◆ EXERCISE BRIEF ◆
Rewrite the listing below as a numbered list, skipping any blank lines. Keep the pictures out of your answer.

◆ RAW RECORDS ◆
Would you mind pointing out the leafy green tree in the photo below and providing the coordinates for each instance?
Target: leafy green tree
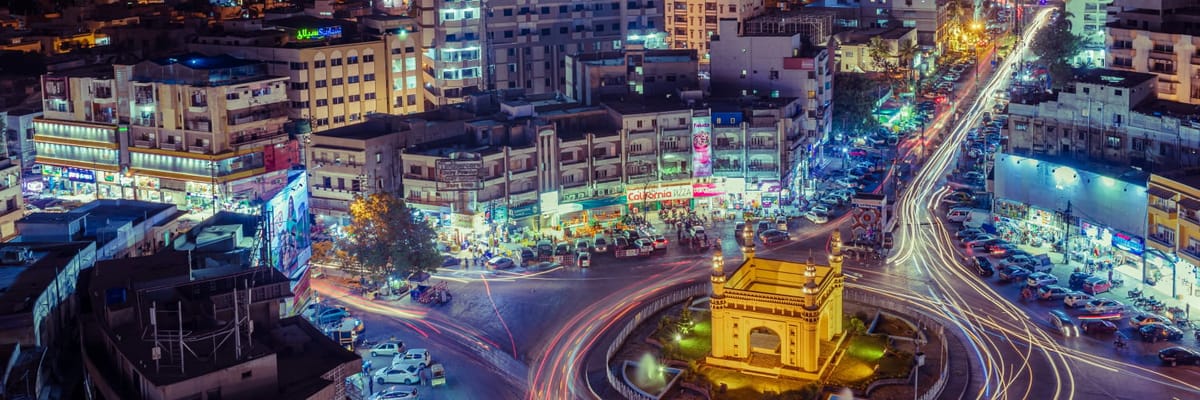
(384, 239)
(853, 101)
(1056, 47)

◆ OUTPUT OF THE TASK ◆
1. Would you mind pointing out the leafy green tree in the photo below and providing the coordinates for each instance?
2. Target: leafy green tree
3. (384, 239)
4. (853, 101)
5. (1056, 47)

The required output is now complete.